===== Information supplied =====
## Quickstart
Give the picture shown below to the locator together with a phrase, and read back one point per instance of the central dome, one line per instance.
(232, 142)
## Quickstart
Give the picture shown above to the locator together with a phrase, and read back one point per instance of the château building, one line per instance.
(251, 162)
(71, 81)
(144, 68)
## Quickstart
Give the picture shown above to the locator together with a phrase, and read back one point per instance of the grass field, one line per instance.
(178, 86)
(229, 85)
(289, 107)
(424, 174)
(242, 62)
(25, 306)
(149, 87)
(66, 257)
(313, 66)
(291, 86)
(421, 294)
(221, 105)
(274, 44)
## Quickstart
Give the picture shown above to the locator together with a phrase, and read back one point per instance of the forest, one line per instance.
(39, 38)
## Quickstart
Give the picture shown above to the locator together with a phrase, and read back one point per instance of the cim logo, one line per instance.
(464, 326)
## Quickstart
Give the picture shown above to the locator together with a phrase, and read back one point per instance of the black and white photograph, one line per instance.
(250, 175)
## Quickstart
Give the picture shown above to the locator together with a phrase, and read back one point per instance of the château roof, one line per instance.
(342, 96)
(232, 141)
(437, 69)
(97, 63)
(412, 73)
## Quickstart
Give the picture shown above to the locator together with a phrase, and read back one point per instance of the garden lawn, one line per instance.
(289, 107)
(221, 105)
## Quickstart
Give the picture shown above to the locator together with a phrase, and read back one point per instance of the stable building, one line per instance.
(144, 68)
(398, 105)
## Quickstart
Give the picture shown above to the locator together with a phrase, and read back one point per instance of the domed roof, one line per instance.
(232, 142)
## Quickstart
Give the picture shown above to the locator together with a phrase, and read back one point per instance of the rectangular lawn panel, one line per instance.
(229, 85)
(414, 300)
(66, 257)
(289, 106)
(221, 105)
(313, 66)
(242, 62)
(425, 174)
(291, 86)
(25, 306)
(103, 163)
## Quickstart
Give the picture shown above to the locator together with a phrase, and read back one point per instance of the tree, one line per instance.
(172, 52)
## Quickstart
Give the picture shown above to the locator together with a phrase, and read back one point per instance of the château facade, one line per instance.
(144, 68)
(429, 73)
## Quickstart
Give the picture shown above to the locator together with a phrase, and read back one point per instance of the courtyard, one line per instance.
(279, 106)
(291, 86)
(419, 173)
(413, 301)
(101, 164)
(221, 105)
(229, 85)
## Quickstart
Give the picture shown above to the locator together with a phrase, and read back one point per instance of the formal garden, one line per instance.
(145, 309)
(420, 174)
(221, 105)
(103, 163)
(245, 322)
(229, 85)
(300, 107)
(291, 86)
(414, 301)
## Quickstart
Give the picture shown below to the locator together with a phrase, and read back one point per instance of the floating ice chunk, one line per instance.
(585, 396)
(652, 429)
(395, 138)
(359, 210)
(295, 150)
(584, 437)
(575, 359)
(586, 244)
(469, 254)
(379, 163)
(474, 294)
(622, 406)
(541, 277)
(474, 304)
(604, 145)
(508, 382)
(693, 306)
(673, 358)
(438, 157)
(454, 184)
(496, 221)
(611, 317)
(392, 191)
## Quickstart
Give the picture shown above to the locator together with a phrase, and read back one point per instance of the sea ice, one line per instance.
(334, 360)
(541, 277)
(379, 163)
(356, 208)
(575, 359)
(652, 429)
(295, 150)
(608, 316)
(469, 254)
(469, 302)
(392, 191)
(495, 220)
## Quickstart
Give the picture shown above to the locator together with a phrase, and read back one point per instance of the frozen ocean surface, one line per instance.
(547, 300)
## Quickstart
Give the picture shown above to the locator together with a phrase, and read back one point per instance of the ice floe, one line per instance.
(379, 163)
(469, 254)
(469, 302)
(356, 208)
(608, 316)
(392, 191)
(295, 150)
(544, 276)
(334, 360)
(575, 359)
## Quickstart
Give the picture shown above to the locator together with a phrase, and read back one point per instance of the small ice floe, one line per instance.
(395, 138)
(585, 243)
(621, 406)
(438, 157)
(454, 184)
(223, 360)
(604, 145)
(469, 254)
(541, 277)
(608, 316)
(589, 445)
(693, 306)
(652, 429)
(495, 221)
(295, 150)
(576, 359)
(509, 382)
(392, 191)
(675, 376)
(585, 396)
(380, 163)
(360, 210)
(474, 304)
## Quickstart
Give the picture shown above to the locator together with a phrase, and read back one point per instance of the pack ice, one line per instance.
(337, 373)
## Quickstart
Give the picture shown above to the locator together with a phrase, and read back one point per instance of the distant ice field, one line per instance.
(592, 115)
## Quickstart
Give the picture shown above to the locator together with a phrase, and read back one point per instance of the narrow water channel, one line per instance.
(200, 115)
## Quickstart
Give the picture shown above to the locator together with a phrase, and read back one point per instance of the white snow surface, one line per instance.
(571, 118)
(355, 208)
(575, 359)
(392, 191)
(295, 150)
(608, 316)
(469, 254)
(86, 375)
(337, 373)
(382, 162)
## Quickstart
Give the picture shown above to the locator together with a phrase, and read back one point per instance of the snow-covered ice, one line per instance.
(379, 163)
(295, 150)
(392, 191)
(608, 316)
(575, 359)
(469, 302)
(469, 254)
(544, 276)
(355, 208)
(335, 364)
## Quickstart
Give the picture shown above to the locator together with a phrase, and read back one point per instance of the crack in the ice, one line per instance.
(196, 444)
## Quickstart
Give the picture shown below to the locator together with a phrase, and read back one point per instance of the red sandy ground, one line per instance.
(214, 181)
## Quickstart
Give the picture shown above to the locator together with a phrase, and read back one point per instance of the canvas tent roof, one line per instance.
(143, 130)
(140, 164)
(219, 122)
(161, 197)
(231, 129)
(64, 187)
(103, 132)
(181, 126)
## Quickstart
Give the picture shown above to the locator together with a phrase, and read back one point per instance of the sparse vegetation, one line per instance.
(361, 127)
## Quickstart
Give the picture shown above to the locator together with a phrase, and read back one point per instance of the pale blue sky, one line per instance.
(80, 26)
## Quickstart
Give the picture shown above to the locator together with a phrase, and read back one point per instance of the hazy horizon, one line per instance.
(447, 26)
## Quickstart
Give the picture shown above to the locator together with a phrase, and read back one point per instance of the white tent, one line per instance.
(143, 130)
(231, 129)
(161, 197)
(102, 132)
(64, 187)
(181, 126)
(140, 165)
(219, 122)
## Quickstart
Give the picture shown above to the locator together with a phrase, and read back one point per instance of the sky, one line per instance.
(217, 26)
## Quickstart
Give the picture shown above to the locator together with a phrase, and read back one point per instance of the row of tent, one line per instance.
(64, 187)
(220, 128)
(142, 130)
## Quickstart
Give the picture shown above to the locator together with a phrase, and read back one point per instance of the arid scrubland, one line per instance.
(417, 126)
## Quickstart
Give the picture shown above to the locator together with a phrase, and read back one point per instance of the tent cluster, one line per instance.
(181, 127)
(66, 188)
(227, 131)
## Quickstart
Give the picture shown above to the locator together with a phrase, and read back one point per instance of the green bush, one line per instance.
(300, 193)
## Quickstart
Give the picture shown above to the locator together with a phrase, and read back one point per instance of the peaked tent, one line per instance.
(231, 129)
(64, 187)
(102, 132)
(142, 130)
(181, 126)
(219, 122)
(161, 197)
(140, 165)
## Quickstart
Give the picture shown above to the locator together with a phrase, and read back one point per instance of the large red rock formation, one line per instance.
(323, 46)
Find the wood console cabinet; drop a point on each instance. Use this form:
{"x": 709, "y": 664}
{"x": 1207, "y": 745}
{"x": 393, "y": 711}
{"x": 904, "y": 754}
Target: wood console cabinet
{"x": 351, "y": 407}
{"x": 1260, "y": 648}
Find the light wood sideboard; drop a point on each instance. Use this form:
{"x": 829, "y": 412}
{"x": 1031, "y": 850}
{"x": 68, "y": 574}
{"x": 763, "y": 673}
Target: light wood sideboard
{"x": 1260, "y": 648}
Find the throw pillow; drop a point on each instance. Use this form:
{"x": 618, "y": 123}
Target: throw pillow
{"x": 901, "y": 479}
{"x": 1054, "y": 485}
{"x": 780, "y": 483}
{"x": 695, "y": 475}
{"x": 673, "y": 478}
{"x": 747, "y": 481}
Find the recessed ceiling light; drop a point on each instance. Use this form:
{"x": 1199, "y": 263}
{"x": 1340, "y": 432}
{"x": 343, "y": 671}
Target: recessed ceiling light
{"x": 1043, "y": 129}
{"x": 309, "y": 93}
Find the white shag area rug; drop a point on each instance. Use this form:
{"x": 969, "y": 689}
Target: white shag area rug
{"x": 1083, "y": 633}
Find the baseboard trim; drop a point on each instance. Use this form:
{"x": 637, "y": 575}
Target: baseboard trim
=====
**What this task involves**.
Find the line with "Find the wood" in the listing above, then write out that line and each remaining line exactly, with no other text.

**Solution below**.
Find the wood console cabinet; drop a point on each instance. Use this form:
{"x": 709, "y": 664}
{"x": 1207, "y": 745}
{"x": 393, "y": 711}
{"x": 904, "y": 754}
Target: wood console cabinet
{"x": 351, "y": 407}
{"x": 1260, "y": 648}
Find the light wood sideboard; drop a point on each instance. Use this form:
{"x": 829, "y": 412}
{"x": 1031, "y": 850}
{"x": 68, "y": 574}
{"x": 763, "y": 673}
Target: light wood sideboard
{"x": 1260, "y": 648}
Find the throw pillow; drop a point on each instance. Use this form:
{"x": 618, "y": 123}
Target: throw pillow
{"x": 901, "y": 479}
{"x": 1054, "y": 485}
{"x": 780, "y": 483}
{"x": 695, "y": 475}
{"x": 673, "y": 478}
{"x": 747, "y": 481}
Find the recessed ceiling light; drop a point on each instance. Use this form:
{"x": 1199, "y": 263}
{"x": 1340, "y": 432}
{"x": 343, "y": 671}
Target: recessed ceiling light
{"x": 1043, "y": 129}
{"x": 309, "y": 93}
Find the white shag area rug; drop a point on each instance. Use this form:
{"x": 969, "y": 689}
Target: white shag area rug
{"x": 1083, "y": 633}
Find the baseboard trim; drop a point on each instance. Use this form:
{"x": 637, "y": 575}
Target: baseboard trim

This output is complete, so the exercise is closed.